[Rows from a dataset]

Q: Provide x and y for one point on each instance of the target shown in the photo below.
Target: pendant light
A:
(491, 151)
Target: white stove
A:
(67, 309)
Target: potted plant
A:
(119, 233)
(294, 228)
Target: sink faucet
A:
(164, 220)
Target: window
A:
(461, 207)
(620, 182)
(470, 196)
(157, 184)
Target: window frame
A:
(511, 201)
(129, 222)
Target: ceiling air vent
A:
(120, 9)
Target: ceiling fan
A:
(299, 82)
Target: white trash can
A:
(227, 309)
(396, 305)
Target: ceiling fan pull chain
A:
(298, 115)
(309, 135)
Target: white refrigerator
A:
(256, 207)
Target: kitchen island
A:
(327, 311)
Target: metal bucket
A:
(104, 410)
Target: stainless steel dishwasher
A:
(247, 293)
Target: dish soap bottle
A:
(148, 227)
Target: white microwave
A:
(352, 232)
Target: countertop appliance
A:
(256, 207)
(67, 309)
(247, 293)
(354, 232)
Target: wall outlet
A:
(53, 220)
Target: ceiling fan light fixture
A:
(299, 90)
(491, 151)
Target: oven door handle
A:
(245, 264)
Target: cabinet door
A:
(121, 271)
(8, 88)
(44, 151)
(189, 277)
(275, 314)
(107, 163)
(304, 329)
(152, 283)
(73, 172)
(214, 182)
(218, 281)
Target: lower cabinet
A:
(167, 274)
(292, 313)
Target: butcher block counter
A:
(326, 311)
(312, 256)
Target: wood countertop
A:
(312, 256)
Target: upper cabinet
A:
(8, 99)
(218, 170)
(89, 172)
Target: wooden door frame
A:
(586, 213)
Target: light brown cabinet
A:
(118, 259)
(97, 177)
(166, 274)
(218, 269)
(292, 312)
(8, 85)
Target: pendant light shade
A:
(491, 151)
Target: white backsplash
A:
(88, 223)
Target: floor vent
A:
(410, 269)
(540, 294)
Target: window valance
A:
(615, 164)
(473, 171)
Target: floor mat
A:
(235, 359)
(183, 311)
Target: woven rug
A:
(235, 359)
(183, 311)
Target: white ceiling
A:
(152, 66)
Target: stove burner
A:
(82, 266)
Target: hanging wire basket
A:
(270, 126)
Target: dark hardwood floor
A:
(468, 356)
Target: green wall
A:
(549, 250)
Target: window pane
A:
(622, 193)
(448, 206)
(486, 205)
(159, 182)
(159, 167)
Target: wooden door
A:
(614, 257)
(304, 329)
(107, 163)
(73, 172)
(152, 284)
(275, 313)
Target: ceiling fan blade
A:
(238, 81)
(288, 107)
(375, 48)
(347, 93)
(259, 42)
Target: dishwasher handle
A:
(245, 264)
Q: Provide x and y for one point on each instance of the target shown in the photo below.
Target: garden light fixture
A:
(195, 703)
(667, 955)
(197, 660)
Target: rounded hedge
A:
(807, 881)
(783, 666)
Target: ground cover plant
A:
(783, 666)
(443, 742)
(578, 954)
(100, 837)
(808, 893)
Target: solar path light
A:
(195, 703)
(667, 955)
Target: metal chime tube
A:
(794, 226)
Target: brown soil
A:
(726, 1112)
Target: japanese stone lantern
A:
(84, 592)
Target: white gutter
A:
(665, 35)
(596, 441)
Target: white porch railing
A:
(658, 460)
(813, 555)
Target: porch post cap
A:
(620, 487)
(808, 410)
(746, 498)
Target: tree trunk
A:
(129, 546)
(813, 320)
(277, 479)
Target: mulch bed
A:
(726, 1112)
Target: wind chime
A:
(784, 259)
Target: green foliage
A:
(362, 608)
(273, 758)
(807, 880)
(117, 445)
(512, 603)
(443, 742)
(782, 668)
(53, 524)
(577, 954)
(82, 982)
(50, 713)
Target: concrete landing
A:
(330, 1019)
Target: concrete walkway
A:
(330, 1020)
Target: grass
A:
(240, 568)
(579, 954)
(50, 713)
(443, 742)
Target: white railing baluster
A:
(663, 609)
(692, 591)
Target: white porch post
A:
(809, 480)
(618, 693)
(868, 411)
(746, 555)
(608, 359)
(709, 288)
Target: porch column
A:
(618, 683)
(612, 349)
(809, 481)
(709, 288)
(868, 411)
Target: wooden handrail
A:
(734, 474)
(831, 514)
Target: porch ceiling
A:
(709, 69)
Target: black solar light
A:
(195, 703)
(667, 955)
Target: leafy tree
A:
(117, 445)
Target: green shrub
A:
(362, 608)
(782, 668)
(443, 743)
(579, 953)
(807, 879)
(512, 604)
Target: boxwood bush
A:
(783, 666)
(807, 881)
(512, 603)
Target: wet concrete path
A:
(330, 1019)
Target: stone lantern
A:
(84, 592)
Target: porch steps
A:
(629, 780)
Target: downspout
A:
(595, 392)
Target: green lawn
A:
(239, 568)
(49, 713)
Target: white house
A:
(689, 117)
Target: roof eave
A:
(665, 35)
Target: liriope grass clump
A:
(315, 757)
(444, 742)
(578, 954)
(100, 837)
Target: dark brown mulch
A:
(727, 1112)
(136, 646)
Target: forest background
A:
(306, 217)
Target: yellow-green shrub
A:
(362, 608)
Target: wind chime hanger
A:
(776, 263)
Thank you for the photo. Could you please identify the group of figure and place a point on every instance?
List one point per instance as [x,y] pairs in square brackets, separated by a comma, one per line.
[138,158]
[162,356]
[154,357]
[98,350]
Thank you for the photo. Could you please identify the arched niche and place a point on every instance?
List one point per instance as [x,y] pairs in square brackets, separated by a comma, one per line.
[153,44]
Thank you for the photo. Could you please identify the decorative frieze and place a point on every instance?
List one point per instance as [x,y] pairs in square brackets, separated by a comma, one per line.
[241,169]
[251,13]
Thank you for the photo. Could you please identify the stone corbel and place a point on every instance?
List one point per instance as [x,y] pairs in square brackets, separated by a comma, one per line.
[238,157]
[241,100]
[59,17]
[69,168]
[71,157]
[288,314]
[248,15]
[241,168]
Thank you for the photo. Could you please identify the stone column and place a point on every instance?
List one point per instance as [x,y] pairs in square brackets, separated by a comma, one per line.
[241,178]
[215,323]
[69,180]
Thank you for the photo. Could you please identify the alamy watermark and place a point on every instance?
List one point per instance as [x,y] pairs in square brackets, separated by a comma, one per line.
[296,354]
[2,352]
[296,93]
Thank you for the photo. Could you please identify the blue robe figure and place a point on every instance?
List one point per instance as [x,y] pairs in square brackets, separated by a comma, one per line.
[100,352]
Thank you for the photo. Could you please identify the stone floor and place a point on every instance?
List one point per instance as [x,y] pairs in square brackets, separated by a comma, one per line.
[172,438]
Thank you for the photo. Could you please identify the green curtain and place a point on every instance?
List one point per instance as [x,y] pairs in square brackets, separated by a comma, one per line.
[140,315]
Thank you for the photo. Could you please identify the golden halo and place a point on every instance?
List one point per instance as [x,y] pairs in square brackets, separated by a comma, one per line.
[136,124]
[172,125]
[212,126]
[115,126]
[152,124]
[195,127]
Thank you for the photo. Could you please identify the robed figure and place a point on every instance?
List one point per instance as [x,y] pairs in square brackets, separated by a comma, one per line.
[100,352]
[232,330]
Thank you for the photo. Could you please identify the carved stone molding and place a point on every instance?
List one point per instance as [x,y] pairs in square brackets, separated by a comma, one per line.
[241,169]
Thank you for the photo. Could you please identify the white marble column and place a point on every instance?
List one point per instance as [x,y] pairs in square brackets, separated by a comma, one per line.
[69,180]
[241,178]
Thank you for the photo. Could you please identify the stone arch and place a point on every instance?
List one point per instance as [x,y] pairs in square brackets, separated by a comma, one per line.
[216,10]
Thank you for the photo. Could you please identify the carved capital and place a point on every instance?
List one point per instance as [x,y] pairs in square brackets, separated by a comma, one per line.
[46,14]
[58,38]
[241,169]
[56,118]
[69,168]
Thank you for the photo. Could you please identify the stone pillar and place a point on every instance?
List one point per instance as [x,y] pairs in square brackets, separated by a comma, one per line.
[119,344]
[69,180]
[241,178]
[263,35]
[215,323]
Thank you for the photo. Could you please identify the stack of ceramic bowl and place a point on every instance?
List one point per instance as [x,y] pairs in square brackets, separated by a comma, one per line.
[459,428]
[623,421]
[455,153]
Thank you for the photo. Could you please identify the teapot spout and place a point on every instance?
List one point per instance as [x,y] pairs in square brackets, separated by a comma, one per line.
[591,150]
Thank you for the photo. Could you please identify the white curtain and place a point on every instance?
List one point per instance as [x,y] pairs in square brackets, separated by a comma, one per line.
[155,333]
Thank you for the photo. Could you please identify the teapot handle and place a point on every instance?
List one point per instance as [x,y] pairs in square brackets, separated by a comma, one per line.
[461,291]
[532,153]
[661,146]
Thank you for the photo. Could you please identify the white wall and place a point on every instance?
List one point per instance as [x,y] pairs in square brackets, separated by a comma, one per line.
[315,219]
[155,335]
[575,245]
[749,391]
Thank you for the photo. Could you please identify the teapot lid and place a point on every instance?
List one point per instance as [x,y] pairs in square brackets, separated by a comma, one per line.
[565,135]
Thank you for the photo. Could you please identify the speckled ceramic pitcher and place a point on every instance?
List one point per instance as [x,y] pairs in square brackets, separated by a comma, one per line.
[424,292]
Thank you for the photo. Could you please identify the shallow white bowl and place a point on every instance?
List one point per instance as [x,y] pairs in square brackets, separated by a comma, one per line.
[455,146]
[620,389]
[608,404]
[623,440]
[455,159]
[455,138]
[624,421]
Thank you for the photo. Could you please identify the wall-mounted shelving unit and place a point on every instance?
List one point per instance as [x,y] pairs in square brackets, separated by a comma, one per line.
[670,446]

[Description of the task]: Write out, word for word, the lines that begin with the one containing "spout and place a point on every instance?" and continue to the last line.

[Correct answer]:
Thank you for the photo. Could you please identify the teapot spout and place a point on every instance?
List one point per instance as [x,y] pairs in square brackets, separated by a comma, one per line.
[591,150]
Thank you for the photo. Could you please identify the white curtain and place a point on every instance?
List one point per instance as [x,y] pairs in square brackets, separated by a comma, one per line.
[155,333]
Thank you for the photo. Could you please identify the teapot handle and place a point on every instance?
List one point per instance as [x,y] pairs in square brackets, separated by a comma, one per line.
[461,291]
[532,153]
[661,146]
Thank you for the photo. Could you please identify the white wall and place a point on every instance?
List one point per instance as [x,y] pairs in square brackets, separated by a comma, one per line.
[315,219]
[155,335]
[575,245]
[749,391]
Thank you for the photo. Could you please identify the teapot lid and place a point on every instance?
List one point per instance as [x,y] pairs in square brackets, separated by a comma, one per line.
[565,135]
Thank you for the photo. Could you please identify the speckled ceramic pitcher and place a point on every instance?
List one point per instance as [x,y] pairs in square brackets, separated by a comma, one per line.
[424,292]
Thank you for the photo. Could you please identify the shallow white bowl and place a point on every instance?
List one point per instance as [x,y] pairs in square brackets, separated by a comma, one per line.
[455,146]
[620,389]
[608,404]
[623,440]
[455,159]
[455,138]
[624,421]
Thank you for the photo. Could you please identify the wall-mounted shelving unit and place a point on every instance?
List one point per instance as [x,y] pairs in square brackets, separated by a comma, one per line.
[670,446]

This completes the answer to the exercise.